Find every line in the listing below that contains the word "mirror" and copy each of those lines. Case counts.

--- START ---

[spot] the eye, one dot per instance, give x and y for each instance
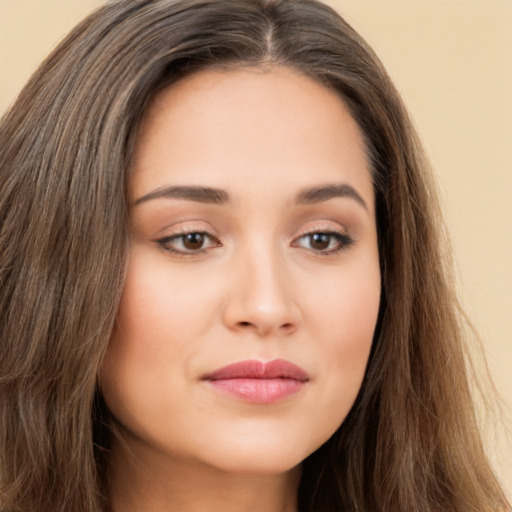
(323, 242)
(194, 242)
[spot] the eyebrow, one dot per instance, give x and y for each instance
(217, 196)
(320, 194)
(190, 193)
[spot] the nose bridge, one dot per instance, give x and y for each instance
(262, 297)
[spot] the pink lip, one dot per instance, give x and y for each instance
(258, 382)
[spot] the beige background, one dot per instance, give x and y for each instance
(452, 61)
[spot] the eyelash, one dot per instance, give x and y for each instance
(343, 240)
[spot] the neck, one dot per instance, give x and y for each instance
(163, 484)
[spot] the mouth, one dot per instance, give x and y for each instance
(259, 382)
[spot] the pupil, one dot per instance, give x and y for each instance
(320, 241)
(193, 241)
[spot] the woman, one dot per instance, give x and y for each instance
(222, 275)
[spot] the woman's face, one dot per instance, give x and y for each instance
(253, 281)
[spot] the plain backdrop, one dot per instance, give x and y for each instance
(452, 62)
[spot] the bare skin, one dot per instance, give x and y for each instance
(253, 239)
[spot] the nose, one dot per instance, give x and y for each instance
(260, 296)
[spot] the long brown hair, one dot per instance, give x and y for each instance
(411, 441)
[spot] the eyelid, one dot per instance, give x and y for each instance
(345, 240)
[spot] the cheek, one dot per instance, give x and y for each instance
(346, 317)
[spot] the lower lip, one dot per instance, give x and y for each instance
(259, 391)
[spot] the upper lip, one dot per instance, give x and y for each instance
(276, 369)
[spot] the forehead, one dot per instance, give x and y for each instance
(246, 126)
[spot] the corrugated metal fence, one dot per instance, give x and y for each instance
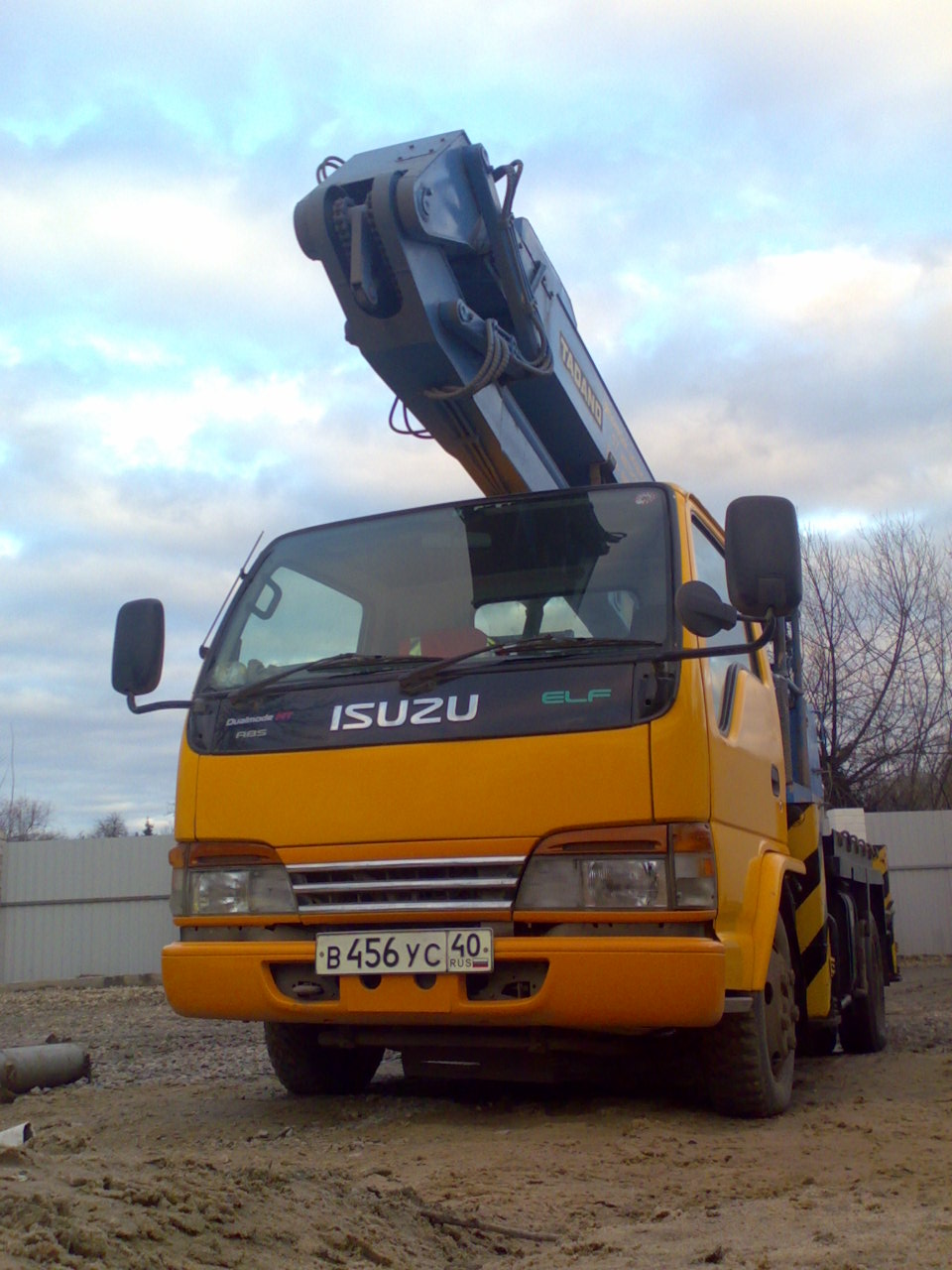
(919, 846)
(86, 907)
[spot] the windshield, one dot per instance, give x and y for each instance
(448, 580)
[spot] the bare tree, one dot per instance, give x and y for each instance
(24, 820)
(876, 627)
(111, 826)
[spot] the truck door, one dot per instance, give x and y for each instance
(748, 792)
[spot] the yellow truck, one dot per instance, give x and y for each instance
(509, 779)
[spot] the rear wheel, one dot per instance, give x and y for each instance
(751, 1056)
(304, 1067)
(862, 1029)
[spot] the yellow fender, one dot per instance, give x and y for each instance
(774, 869)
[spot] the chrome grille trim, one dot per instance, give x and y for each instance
(474, 883)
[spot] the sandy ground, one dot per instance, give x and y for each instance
(182, 1151)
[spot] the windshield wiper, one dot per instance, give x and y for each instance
(343, 662)
(552, 643)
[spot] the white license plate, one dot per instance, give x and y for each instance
(405, 952)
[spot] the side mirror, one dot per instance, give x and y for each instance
(139, 647)
(702, 611)
(762, 545)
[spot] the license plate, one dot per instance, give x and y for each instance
(405, 952)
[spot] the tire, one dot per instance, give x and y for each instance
(304, 1067)
(862, 1029)
(751, 1057)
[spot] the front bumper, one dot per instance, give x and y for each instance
(619, 984)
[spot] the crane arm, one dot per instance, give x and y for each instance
(456, 305)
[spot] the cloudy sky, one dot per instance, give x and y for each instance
(748, 202)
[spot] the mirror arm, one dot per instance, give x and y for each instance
(155, 705)
(689, 654)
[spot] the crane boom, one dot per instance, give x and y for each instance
(454, 304)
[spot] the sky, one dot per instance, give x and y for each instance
(748, 203)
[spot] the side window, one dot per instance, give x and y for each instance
(298, 619)
(708, 559)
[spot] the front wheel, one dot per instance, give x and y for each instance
(751, 1056)
(304, 1067)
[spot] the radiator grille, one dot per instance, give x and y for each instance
(477, 883)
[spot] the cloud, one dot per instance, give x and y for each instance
(748, 204)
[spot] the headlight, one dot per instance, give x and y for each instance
(674, 869)
(610, 881)
(255, 890)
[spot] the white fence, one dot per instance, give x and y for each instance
(99, 906)
(86, 907)
(919, 846)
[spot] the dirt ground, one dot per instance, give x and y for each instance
(182, 1151)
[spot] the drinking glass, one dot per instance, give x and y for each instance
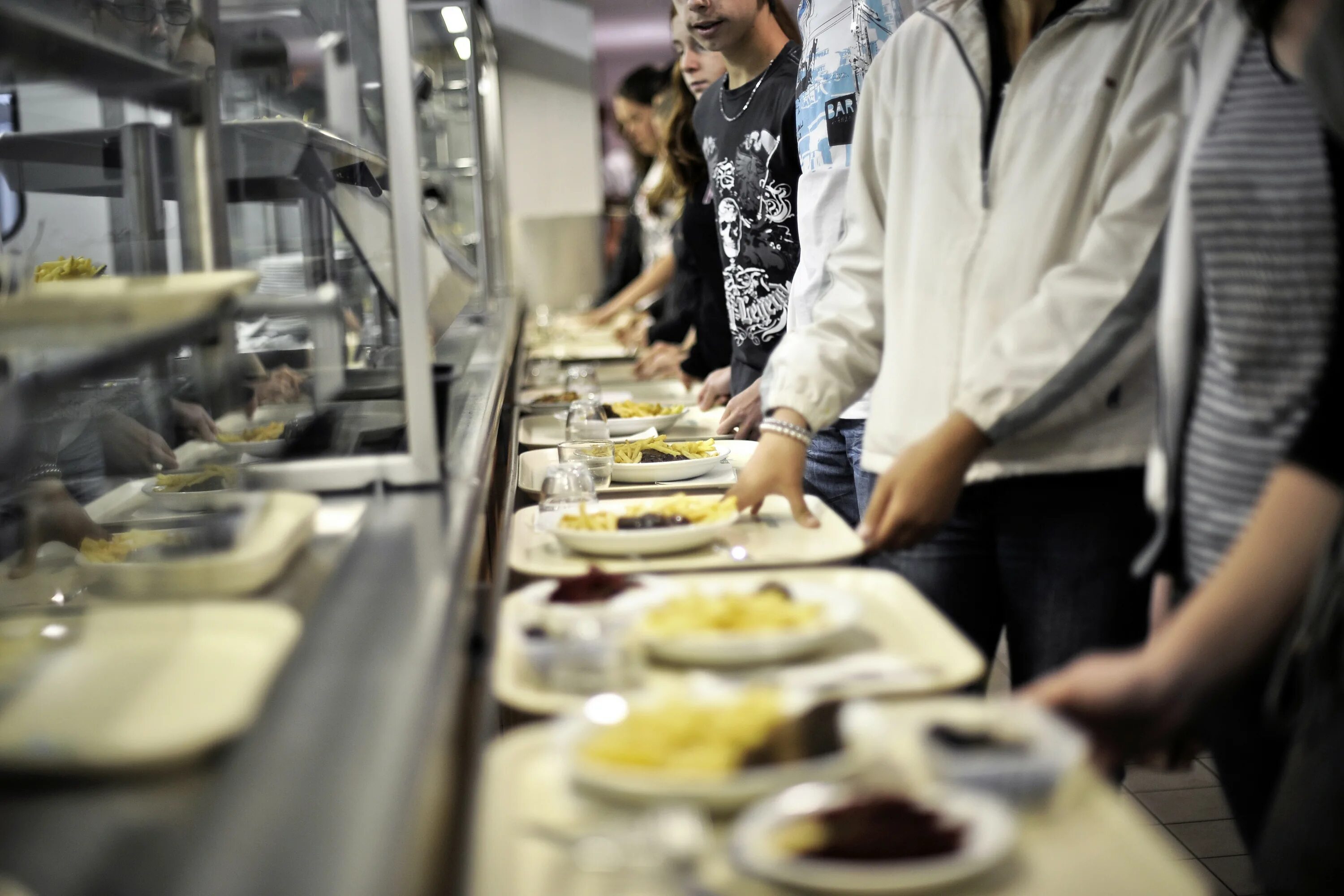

--- END ---

= Answer below =
[spot] the side mirror, one dot per instance, give x and y for each instance
[spot] the mirror arm, one dot per instance, give x and y for each instance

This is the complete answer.